▶ _Exercise_:
Rewrite everything in the listing from its start down through the line containing "(201, 36), (450, 260)", replacing "Objective" with "Aim" and keeping all else unchanged. Leave the pictures out of your answer.

## START Given entries

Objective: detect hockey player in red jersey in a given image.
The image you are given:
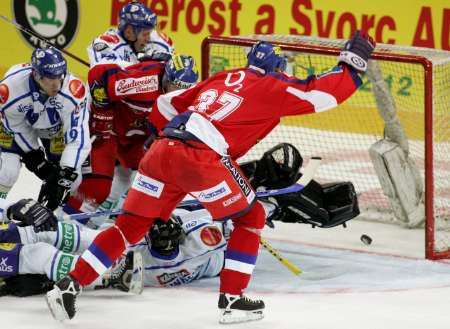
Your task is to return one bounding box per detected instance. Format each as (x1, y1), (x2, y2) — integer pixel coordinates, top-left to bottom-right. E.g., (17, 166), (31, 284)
(47, 31), (375, 323)
(64, 55), (198, 220)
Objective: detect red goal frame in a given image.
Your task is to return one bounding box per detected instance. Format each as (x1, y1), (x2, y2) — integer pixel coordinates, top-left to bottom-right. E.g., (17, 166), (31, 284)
(201, 36), (450, 260)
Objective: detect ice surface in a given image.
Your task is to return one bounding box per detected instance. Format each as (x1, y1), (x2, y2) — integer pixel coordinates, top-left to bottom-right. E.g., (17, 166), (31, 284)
(0, 170), (450, 329)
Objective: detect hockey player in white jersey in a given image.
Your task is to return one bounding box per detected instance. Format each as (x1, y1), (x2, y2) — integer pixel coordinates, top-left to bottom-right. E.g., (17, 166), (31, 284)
(0, 48), (91, 217)
(0, 143), (359, 293)
(87, 2), (173, 66)
(0, 199), (229, 294)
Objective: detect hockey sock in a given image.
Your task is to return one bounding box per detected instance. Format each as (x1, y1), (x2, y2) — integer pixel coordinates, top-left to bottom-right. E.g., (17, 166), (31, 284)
(220, 203), (265, 295)
(69, 226), (126, 286)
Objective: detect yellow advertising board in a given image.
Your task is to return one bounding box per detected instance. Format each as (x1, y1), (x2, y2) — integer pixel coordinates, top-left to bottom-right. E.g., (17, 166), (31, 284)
(0, 0), (450, 78)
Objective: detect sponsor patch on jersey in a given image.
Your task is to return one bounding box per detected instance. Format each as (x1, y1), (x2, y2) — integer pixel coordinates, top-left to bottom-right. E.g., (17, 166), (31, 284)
(132, 173), (164, 199)
(69, 79), (85, 98)
(200, 226), (222, 247)
(115, 75), (159, 95)
(222, 193), (242, 207)
(94, 42), (108, 51)
(100, 34), (120, 43)
(191, 181), (231, 202)
(0, 83), (9, 104)
(221, 157), (255, 203)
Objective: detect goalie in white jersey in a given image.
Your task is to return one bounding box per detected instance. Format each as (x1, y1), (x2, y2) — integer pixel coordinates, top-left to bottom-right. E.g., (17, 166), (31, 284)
(0, 48), (91, 218)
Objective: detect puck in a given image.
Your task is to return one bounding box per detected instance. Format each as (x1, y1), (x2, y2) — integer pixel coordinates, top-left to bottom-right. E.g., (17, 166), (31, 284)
(360, 234), (372, 245)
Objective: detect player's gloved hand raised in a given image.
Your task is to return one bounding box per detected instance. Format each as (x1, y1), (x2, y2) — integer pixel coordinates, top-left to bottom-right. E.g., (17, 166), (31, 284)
(38, 167), (78, 210)
(339, 30), (376, 72)
(6, 199), (58, 232)
(22, 148), (58, 180)
(89, 106), (114, 138)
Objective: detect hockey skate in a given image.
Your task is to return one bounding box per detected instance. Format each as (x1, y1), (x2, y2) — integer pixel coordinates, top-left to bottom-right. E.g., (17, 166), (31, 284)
(218, 293), (264, 324)
(103, 251), (144, 295)
(46, 276), (81, 321)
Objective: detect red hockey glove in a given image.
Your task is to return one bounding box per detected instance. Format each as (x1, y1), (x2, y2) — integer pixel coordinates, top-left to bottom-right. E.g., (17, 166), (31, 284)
(339, 31), (376, 72)
(89, 104), (114, 138)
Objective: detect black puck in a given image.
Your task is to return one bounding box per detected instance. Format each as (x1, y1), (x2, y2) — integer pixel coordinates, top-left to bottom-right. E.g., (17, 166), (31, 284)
(360, 234), (372, 245)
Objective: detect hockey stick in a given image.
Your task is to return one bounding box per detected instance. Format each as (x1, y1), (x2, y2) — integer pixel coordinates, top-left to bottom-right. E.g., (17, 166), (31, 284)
(259, 238), (302, 275)
(62, 157), (322, 220)
(0, 14), (90, 67)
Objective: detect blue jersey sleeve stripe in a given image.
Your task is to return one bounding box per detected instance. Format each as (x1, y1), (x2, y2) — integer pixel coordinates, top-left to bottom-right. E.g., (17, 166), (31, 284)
(113, 43), (127, 51)
(149, 41), (170, 51)
(0, 67), (31, 83)
(14, 133), (33, 151)
(91, 43), (98, 62)
(145, 243), (227, 271)
(75, 225), (81, 251)
(74, 102), (86, 168)
(2, 93), (31, 112)
(49, 252), (59, 280)
(58, 91), (78, 106)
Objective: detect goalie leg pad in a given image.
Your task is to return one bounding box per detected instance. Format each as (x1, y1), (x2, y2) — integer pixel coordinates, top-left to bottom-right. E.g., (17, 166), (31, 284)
(276, 180), (359, 228)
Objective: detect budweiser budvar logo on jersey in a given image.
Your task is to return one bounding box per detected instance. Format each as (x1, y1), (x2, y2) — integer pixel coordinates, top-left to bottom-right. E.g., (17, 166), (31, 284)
(115, 75), (158, 95)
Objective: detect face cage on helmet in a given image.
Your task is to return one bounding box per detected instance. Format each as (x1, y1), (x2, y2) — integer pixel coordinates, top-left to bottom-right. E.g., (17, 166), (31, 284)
(162, 74), (195, 90)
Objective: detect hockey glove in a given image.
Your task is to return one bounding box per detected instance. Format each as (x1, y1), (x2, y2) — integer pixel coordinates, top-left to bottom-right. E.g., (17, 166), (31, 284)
(22, 148), (57, 180)
(6, 199), (58, 232)
(38, 167), (78, 210)
(89, 106), (114, 139)
(339, 31), (376, 72)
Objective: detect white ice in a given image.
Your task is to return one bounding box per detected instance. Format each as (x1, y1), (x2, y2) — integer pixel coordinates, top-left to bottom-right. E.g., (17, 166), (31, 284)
(0, 170), (450, 329)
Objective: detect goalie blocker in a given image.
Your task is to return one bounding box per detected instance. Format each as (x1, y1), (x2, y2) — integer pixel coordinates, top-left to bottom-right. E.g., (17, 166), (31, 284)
(241, 143), (360, 228)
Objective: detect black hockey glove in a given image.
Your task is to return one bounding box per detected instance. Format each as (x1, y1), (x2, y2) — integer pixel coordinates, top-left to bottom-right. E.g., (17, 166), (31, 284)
(38, 167), (78, 211)
(6, 199), (58, 232)
(22, 148), (57, 180)
(0, 274), (54, 297)
(339, 31), (376, 72)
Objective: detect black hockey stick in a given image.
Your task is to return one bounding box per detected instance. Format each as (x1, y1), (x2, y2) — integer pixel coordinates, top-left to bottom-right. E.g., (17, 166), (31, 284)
(0, 14), (90, 67)
(62, 157), (322, 220)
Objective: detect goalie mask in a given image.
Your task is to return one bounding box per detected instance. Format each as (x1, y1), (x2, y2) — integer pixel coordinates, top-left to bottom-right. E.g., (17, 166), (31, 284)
(248, 143), (303, 189)
(146, 218), (184, 256)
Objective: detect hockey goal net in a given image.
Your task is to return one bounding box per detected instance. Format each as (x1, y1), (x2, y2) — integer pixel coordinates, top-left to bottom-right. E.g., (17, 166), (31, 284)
(202, 35), (450, 259)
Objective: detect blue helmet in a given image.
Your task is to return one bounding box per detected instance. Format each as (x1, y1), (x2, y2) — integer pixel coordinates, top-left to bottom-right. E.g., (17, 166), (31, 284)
(247, 41), (282, 73)
(119, 2), (156, 33)
(275, 55), (287, 72)
(31, 47), (67, 78)
(164, 55), (198, 89)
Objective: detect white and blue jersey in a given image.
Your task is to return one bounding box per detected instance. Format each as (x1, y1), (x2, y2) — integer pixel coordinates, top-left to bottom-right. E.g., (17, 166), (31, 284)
(87, 29), (174, 67)
(0, 64), (91, 169)
(133, 209), (227, 287)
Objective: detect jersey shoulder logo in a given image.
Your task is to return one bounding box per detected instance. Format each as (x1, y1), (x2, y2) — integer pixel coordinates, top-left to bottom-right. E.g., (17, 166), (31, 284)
(200, 226), (222, 247)
(69, 79), (85, 98)
(13, 0), (79, 48)
(0, 83), (9, 104)
(100, 33), (120, 43)
(156, 31), (172, 46)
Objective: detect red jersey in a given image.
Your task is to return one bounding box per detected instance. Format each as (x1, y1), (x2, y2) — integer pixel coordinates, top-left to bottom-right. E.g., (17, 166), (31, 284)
(150, 65), (361, 159)
(88, 62), (165, 136)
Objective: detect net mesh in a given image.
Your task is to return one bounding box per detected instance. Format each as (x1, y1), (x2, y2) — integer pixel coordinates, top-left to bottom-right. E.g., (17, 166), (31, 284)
(208, 35), (450, 252)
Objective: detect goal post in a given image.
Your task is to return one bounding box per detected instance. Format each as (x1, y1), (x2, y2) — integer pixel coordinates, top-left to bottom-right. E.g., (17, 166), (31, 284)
(201, 35), (450, 259)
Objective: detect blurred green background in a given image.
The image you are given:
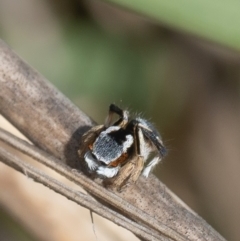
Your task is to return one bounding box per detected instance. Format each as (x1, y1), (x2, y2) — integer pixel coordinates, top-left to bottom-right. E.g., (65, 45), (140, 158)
(0, 0), (240, 241)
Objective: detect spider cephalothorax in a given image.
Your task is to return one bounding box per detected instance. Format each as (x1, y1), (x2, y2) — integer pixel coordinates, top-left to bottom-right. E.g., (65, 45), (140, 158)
(79, 104), (166, 188)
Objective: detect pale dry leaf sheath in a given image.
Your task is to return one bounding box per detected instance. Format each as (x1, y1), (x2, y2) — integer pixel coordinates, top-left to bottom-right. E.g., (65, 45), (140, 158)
(0, 41), (225, 241)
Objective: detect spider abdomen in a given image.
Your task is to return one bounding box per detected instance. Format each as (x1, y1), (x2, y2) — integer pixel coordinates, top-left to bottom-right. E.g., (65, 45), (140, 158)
(92, 126), (133, 165)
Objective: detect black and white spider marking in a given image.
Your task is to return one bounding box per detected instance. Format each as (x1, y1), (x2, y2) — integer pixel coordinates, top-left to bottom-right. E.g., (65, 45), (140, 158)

## END Given entries

▶ _Output for this task_:
Aim: detect hockey player in red jersey in a given image.
The image you are given:
Your task is to return one bounding box per detected instance. Format each as (x1, y1), (x2, y2) — integer pixel coordinates, top-left to bottom-right. E.g., (17, 166), (31, 284)
(47, 31), (375, 323)
(64, 55), (198, 220)
Aim: detect red goal frame in a given image.
Your task is to return one bounding box per detected instance. Format each as (x1, y1), (x2, y2) — integer pixel coordinates, top-left to bottom-right. E.g., (17, 166), (31, 284)
(201, 36), (450, 260)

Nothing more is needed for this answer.